=== Section Start ===

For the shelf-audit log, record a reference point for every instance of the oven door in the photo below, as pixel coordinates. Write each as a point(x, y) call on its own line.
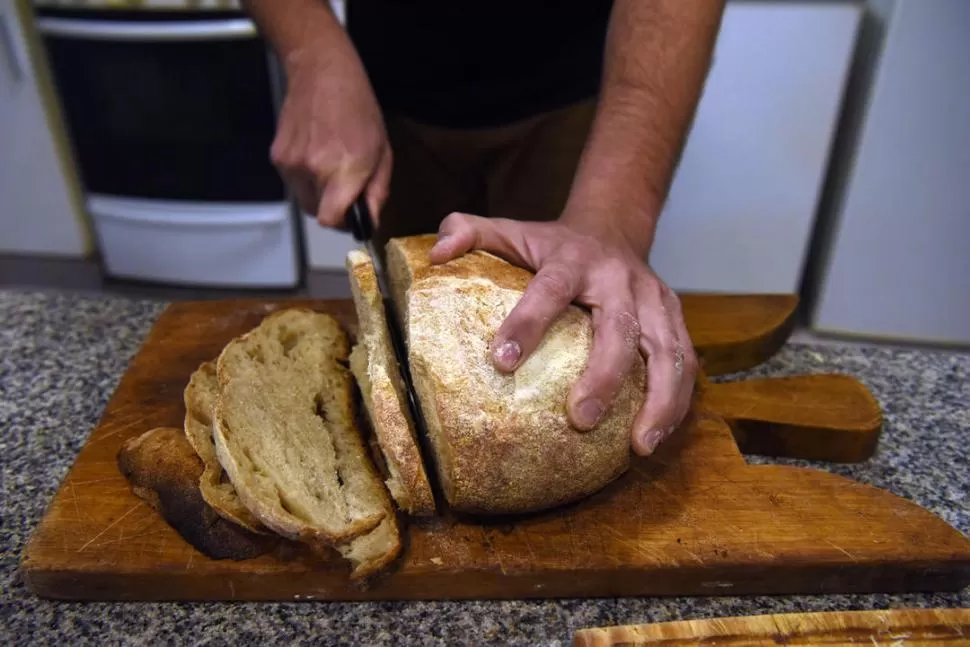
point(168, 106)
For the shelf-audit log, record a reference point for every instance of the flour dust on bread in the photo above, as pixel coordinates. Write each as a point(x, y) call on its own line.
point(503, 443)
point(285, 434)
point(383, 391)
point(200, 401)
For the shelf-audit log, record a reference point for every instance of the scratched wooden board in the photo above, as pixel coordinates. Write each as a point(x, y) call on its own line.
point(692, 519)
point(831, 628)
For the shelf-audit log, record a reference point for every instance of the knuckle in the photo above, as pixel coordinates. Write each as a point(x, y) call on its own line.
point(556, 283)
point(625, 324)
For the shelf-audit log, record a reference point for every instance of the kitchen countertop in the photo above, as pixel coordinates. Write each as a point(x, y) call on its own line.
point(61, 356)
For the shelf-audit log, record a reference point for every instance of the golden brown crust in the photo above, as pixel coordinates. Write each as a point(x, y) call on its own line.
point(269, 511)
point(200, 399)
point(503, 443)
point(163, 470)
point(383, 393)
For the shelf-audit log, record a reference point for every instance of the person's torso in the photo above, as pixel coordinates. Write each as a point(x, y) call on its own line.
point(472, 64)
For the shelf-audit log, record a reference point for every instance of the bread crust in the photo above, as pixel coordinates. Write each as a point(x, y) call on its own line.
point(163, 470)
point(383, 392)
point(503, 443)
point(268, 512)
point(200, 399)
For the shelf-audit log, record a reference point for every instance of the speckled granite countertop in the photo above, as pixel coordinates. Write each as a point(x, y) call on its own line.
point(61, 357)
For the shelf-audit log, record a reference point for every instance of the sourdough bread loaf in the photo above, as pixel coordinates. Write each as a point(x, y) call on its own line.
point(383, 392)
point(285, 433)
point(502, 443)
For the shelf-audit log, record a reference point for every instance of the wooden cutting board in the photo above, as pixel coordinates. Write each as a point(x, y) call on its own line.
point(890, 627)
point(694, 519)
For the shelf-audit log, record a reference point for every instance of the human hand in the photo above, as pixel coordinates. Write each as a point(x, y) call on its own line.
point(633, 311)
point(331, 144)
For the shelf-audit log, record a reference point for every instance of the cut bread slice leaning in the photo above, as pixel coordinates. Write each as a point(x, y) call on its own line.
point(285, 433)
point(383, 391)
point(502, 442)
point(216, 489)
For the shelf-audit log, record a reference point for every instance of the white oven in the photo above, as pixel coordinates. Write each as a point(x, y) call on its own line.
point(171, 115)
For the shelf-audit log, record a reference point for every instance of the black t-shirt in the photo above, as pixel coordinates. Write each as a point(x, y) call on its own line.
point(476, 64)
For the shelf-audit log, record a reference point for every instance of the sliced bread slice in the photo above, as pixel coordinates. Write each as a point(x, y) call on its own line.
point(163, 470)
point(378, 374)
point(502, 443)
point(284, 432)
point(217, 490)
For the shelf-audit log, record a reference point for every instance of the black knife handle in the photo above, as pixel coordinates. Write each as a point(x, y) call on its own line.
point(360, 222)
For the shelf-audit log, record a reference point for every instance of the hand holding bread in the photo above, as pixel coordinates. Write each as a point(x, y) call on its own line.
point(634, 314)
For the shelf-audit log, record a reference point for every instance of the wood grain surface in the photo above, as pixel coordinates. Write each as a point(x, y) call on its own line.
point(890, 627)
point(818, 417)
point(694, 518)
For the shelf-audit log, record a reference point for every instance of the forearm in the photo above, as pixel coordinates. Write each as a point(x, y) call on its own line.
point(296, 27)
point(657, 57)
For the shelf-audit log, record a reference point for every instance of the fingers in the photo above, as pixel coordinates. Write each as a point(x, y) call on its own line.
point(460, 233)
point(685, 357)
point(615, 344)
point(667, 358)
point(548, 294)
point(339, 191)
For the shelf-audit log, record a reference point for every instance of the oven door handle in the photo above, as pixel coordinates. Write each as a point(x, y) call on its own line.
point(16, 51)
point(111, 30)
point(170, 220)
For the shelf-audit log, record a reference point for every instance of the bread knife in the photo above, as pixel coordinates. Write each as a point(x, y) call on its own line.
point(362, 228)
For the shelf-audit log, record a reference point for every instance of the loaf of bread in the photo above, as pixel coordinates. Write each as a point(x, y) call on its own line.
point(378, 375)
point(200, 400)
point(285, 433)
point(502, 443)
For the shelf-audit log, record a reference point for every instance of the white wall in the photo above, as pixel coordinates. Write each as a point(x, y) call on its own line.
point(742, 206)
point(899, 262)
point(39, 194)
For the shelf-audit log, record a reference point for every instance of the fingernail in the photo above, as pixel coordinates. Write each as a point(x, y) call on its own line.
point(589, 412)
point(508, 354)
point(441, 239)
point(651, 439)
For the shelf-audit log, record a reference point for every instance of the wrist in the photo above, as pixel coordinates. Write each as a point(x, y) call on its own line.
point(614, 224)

=== Section End ===
=== Section Start ===

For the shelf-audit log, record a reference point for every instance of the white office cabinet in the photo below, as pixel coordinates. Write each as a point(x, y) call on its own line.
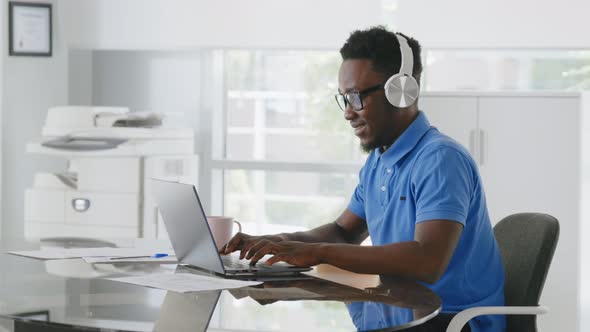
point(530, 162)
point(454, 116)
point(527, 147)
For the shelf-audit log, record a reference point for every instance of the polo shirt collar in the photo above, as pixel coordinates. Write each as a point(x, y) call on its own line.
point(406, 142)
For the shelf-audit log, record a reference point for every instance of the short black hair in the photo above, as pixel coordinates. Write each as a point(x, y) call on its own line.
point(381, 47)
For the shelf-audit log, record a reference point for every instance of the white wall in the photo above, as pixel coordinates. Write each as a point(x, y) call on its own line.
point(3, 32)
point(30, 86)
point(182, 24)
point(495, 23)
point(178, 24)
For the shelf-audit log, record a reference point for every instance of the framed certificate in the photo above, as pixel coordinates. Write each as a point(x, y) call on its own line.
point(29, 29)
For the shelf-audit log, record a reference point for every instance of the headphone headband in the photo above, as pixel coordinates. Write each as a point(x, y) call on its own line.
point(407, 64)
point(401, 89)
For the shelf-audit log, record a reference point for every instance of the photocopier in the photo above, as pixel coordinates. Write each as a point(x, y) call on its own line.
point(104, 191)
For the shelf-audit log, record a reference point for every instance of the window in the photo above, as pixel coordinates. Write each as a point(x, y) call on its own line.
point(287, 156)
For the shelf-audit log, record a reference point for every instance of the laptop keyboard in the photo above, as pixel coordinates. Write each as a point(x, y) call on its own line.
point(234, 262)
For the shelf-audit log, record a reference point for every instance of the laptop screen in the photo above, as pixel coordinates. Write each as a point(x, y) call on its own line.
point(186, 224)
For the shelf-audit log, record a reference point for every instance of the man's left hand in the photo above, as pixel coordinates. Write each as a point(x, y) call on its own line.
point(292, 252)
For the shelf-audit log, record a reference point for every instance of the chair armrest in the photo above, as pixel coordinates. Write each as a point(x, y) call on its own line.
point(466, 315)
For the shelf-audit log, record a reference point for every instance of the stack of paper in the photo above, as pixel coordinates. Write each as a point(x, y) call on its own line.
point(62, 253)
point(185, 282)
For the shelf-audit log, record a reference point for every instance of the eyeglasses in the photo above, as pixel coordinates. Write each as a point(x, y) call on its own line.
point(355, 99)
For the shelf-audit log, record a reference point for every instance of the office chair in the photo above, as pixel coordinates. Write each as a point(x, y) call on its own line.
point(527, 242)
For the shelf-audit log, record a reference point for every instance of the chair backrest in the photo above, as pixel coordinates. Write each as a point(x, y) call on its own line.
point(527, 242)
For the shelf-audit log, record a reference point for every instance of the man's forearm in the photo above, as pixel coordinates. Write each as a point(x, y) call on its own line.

=== Section End ===

— Problem to solve —
When the line with "the chair backrest" is reached in the data above, begin copying, and stop after the line with "the man's forearm"; copy each line exactly, both ends included.

— Response —
For the shelf-audit log, record a reference point for every instance of the chair backrest in the photo above, as pixel coordinates. Write each as a point(x, y) call on its own line.
point(527, 242)
For the shelf-audit log, record a reference point for every instance of the man's forearm in the photo above, as pixel coordinates. Write each as a point(x, y) call on its own line.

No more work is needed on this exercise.